— BEGIN Reading text —
If I ran the function that I am trying to create on Example #1 I am hoping it'd return 3 words. For Example #2 I'd hope that my function returns 8 words.
So far my function looks like this:
function doPost(e) {
var docUrl = e.parameter.docUrl
var text = DocumentApp.openByUrl(docUrl).getBody().getText()
var wordCount = text.split(" ").length
return ContentService.createTextOutput(wordCount.toString()).setMimeType(ContentService.MimeType.TEXT)
}
This returns a word count for the entire document. Any advice to point me in the right direction?
For more dynamic, appropriate and accurate solution, execute the following snippets before the split () function. Regular Expressions often used to provide dynamic solutions. It is a must have skill.
text = text.replace(/(^\s*)|(\s*$)/gi,""); // remove the start and end spaces of the string (like trim ())
text = text.replace(/[ ]{2,}/gi," "); // filter out one or more spaces
text = text.replace(/\n /,"\n"); // filter out news lines with spacing at beginning
wordCount = text.split(" ").length;
Here is a solution to your problem you can log the difference of characters and words or you can log the total amount of words or characters in the two sentaces. You are also going to want to put the bigger sentence on top, otherwise it will give you a negative number.
— END Reading text —
— BEGIN Material supplied —
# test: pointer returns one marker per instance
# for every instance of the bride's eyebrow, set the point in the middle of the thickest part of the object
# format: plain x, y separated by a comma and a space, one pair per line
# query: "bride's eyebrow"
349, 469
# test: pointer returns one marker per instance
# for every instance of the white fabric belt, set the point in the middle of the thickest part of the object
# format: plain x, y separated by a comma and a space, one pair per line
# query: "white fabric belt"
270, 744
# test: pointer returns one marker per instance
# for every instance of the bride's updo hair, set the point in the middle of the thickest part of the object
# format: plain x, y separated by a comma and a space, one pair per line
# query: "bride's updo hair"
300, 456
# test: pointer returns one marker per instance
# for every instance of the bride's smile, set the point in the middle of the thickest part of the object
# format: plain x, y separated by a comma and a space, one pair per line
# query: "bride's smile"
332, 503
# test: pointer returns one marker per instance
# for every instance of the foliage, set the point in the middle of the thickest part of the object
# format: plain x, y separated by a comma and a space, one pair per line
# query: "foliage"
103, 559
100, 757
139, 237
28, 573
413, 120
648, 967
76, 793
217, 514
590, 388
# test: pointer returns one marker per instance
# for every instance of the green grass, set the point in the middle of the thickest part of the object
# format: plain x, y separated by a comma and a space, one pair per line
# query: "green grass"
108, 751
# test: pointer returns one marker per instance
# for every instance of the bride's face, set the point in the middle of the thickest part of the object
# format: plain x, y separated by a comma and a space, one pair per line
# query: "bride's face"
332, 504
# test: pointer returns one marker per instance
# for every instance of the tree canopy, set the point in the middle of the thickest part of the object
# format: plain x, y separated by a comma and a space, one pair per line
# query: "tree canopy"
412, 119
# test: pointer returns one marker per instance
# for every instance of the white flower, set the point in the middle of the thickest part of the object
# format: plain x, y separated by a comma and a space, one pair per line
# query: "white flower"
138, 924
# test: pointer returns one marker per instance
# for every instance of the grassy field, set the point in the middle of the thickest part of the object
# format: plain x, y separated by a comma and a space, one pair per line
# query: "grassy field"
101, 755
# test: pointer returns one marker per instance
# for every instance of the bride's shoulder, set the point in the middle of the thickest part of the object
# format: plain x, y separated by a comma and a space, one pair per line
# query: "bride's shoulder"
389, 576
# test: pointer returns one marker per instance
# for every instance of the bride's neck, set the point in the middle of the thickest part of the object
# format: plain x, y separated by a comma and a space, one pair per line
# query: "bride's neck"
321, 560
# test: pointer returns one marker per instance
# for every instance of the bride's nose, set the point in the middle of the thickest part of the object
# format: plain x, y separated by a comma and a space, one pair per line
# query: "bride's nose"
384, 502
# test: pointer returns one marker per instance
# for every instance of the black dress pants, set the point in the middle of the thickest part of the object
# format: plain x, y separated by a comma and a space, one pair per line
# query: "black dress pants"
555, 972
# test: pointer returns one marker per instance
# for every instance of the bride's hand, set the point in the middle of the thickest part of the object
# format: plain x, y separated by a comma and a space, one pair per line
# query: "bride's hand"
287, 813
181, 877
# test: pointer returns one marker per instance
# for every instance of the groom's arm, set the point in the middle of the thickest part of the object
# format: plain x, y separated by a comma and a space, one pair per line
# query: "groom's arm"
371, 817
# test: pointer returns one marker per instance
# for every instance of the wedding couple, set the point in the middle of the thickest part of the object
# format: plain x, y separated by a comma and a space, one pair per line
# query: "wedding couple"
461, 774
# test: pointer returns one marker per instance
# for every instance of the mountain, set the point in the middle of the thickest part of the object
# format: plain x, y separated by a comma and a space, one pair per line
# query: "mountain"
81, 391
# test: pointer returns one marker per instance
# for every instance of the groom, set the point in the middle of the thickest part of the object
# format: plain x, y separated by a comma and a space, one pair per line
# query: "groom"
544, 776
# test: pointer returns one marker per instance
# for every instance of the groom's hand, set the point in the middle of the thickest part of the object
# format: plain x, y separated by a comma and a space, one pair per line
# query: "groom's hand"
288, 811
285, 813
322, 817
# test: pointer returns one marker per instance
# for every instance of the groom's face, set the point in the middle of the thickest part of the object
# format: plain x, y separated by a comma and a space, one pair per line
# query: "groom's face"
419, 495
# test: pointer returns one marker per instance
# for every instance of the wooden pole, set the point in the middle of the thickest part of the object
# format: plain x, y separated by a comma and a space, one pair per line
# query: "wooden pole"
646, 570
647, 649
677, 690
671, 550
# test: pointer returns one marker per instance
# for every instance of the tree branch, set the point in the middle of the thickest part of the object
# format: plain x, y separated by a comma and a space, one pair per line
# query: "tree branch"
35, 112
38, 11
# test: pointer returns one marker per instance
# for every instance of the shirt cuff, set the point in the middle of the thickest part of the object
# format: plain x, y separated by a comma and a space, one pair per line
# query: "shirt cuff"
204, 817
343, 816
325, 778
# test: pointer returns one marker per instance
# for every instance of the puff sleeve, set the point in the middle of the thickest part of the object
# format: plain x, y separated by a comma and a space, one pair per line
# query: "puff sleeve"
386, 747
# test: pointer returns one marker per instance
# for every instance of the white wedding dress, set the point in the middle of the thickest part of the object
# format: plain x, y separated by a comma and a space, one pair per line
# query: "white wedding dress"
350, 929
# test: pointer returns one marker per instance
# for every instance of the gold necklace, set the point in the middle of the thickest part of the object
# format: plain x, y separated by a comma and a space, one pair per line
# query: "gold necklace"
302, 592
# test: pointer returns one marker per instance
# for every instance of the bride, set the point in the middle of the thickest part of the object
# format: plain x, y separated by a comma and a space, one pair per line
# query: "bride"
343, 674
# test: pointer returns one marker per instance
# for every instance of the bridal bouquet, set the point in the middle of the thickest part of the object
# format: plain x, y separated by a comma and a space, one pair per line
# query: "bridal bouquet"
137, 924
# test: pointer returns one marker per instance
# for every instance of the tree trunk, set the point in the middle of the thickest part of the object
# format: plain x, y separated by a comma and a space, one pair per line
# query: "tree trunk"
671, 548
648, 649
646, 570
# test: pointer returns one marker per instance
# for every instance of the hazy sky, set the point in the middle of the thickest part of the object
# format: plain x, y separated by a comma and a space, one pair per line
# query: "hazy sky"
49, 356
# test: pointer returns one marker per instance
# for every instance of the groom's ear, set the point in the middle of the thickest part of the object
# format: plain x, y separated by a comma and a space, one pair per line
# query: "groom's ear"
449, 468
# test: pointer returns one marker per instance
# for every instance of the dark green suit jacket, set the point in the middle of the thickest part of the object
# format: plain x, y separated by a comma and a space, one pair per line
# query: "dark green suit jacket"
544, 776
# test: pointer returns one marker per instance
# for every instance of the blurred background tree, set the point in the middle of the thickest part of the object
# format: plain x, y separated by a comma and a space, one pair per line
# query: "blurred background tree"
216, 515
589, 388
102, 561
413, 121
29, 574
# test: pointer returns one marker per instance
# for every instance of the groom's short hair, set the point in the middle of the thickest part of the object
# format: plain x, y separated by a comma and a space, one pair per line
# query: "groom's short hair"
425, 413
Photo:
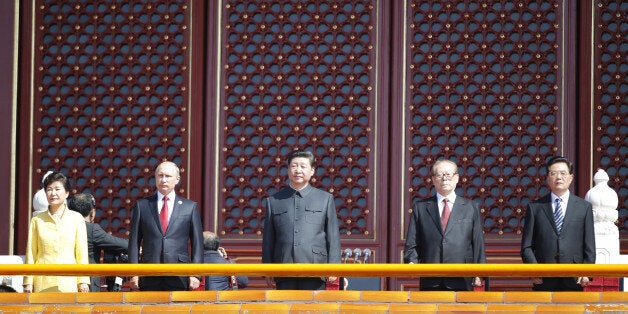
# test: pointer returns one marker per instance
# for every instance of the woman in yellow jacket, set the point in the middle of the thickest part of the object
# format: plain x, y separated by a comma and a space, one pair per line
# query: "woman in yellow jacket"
57, 236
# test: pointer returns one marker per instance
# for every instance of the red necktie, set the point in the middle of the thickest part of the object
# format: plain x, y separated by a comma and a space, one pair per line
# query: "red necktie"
444, 217
163, 215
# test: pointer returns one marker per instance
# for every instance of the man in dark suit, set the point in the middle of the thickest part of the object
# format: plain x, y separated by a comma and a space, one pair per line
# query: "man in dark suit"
301, 225
215, 254
97, 238
559, 229
168, 229
445, 228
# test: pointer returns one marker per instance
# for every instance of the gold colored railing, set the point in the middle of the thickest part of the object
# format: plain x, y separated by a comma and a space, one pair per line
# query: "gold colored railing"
347, 270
— END Material supplied —
[Task to carry out] Reproduce the passage in the word-count thread from "For more dynamic, appropriate" up to and including "must have skill.". Nothing here requires the rows.

[Response below]
For more dynamic, appropriate and accurate solution, execute the following snippets before the split () function. Regular Expressions often used to provide dynamic solutions. It is a must have skill.